## Zu erledigende Aufgabe
Geben Sie das gesamte nachstehende Material Zeile für Zeile unverändert aus.

## Bereitgestelltes Material
"""
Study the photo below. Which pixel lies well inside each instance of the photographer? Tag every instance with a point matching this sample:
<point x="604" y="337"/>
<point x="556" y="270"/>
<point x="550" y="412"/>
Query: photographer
"""
## Erledigte Aufgabe
Study the photo below. Which pixel lies well inside each instance of the photographer? Tag every instance with a point matching this sample:
<point x="604" y="337"/>
<point x="556" y="270"/>
<point x="550" y="412"/>
Query: photographer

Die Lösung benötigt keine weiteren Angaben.